#### AIM OF THE TASK:
Repeat verbatim, and only, the lines of the data below, beginning at the line that contains "x=1227, y=102" and stopping after the line that contains "Practice. Indicate each instance of the elephant in".
[Opening INFORMATION GIVEN section]
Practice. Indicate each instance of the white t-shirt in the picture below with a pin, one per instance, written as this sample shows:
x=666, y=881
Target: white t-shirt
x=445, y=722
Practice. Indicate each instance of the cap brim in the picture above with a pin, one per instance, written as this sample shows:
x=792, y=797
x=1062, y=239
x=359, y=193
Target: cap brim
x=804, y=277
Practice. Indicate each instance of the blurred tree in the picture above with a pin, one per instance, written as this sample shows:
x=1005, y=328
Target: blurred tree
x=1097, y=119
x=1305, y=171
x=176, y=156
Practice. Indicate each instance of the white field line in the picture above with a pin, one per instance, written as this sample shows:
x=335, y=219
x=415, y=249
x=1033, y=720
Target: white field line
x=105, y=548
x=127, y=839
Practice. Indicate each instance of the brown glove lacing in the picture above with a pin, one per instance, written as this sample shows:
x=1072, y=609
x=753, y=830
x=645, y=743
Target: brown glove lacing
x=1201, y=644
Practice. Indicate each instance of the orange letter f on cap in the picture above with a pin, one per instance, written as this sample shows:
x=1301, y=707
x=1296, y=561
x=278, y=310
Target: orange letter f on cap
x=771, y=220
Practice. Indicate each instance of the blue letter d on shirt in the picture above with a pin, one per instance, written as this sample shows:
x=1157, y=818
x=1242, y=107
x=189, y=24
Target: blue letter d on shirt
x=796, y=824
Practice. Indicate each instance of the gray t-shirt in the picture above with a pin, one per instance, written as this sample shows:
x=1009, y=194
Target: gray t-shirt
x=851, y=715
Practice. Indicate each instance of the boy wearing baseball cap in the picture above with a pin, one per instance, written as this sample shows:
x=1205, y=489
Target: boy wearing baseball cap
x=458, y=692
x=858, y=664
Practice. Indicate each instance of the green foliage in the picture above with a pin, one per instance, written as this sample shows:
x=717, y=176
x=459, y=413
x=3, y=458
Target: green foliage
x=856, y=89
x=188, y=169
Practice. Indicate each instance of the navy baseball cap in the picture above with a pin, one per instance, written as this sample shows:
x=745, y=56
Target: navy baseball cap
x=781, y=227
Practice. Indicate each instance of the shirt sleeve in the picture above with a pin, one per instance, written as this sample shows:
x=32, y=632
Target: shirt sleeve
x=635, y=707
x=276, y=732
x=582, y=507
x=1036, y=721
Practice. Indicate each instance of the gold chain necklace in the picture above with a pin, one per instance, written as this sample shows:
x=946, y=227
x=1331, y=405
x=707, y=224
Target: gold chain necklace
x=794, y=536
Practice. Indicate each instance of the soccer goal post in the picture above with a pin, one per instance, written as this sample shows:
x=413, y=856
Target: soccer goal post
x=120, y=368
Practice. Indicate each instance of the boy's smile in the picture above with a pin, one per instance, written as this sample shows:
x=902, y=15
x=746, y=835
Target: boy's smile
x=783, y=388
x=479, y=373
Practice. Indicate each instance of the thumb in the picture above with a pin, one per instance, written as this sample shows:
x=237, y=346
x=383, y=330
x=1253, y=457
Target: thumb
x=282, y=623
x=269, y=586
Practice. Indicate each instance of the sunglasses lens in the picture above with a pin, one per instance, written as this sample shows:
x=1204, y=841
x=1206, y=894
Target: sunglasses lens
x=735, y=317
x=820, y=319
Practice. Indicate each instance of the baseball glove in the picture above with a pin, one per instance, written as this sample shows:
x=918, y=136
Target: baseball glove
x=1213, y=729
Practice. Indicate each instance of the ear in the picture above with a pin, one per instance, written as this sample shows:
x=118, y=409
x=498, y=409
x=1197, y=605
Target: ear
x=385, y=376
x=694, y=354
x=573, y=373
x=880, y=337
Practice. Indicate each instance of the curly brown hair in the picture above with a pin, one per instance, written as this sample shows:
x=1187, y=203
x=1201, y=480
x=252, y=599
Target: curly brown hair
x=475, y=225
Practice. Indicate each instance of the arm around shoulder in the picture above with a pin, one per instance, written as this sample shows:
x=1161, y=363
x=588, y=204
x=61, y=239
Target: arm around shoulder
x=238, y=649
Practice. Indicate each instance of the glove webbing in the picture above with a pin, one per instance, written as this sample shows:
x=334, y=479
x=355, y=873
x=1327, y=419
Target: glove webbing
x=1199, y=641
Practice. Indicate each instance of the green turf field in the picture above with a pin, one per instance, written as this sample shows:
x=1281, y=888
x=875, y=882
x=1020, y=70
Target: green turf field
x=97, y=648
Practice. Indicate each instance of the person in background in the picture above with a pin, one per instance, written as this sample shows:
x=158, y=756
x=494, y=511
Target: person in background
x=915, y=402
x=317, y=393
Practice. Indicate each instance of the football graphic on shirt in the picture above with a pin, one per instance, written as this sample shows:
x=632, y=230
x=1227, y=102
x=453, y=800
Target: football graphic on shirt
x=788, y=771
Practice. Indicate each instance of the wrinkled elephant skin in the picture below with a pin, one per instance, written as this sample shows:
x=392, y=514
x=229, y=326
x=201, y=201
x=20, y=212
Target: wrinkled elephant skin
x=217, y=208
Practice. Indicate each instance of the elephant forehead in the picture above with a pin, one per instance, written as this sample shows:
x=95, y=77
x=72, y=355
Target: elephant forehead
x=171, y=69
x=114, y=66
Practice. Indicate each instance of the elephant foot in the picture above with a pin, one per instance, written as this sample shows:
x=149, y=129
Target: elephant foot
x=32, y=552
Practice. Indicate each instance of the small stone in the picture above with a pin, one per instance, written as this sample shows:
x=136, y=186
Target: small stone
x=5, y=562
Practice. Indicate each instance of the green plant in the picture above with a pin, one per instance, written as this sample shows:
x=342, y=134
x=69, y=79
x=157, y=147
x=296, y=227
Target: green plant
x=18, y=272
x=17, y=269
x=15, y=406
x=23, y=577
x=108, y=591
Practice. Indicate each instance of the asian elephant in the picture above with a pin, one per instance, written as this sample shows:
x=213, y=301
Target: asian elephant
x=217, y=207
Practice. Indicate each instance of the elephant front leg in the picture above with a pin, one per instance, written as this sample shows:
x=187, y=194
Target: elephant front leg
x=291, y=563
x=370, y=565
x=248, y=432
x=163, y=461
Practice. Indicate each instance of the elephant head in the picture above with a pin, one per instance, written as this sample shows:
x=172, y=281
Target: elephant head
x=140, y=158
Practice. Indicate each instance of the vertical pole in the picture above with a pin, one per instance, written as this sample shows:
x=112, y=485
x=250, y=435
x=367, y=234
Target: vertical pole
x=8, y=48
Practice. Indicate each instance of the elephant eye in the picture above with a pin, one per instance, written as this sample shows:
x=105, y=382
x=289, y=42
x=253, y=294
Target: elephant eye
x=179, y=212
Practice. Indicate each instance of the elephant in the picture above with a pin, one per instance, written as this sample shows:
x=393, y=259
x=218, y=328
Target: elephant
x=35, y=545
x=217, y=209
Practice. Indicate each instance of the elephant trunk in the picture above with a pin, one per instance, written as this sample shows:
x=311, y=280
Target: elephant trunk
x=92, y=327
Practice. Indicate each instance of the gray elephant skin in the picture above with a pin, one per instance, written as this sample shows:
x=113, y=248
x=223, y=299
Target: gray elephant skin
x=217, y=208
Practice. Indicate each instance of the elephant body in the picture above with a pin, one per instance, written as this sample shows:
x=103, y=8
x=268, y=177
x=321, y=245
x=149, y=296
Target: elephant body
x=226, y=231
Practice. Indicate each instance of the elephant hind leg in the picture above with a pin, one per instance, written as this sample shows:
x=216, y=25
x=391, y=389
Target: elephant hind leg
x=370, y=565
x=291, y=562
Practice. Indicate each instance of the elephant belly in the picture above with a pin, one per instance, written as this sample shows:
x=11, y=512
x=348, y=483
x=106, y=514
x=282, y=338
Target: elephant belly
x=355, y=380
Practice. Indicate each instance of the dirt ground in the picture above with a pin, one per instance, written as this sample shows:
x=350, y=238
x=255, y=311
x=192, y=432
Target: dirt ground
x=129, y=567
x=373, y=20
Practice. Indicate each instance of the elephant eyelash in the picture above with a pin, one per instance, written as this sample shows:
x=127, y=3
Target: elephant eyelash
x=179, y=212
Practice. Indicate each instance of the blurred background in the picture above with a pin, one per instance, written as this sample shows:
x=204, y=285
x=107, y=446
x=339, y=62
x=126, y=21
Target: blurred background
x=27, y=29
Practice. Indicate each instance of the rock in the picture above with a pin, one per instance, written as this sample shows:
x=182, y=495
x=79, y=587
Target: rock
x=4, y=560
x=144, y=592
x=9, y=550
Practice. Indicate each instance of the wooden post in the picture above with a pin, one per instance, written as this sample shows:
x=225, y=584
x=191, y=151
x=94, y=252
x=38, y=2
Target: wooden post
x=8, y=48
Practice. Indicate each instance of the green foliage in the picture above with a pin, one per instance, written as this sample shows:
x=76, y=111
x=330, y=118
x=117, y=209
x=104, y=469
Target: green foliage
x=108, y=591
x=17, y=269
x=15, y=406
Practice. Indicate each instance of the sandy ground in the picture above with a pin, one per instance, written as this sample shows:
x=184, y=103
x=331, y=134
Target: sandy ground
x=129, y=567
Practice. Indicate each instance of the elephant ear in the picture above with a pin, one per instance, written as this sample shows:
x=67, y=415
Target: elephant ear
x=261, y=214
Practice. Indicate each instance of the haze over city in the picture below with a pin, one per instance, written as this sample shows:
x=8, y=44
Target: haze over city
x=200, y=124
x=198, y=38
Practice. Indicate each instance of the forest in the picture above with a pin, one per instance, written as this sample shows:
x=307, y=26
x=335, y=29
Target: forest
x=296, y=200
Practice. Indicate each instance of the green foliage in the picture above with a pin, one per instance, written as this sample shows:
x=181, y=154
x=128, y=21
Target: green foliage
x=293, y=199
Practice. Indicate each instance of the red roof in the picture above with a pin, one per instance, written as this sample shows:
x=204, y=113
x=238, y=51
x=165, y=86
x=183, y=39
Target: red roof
[Closing INFORMATION GIVEN section]
#### WRITTEN ANSWER:
x=1227, y=102
x=453, y=800
Target: football graphic on shirt
x=788, y=771
Practice. Indicate each instance of the wrinkled elephant skin in the picture below with a pin, one per instance, written as this sample shows:
x=392, y=514
x=229, y=326
x=201, y=201
x=20, y=212
Target: wrinkled elephant skin
x=217, y=208
Practice. Indicate each instance of the elephant forehead in the picture above with a pin, one per instance, written as this sample shows:
x=95, y=77
x=72, y=355
Target: elephant forehead
x=171, y=69
x=114, y=66
Practice. Indicate each instance of the elephant foot in the picture above with a pin, one per instance, written as this sample shows:
x=149, y=129
Target: elephant foot
x=32, y=552
Practice. Indicate each instance of the small stone in the picture above with a pin, one per instance, written as this sample shows:
x=136, y=186
Target: small stone
x=5, y=562
Practice. Indicate each instance of the green plant in the picture above with a pin, one per instance, written as this sample shows:
x=342, y=134
x=69, y=79
x=157, y=147
x=296, y=227
Target: green plant
x=18, y=272
x=17, y=269
x=15, y=406
x=23, y=577
x=108, y=591
Practice. Indicate each instance of the asian elephant in the picture above with a pin, one per instance, written as this sample shows:
x=213, y=301
Target: asian elephant
x=217, y=207
Practice. Indicate each instance of the elephant front leg in the picture above with a pin, one per instance, written as this sample shows:
x=187, y=194
Target: elephant front leg
x=291, y=563
x=370, y=565
x=248, y=432
x=163, y=461
Practice. Indicate each instance of the elephant head in the picture above with a pin, one per instance, written as this sample shows:
x=172, y=281
Target: elephant head
x=140, y=158
Practice. Indicate each instance of the vertical pole in the picture above with a pin, one per instance, written as this sample shows:
x=112, y=485
x=250, y=435
x=367, y=234
Target: vertical pole
x=8, y=48
Practice. Indicate each instance of the elephant eye in the picture above with a pin, one per instance, written as this sample shows:
x=105, y=382
x=289, y=42
x=253, y=294
Target: elephant eye
x=179, y=212
Practice. Indicate each instance of the elephant in the picture above with a pin, one per instance, written as this sample shows:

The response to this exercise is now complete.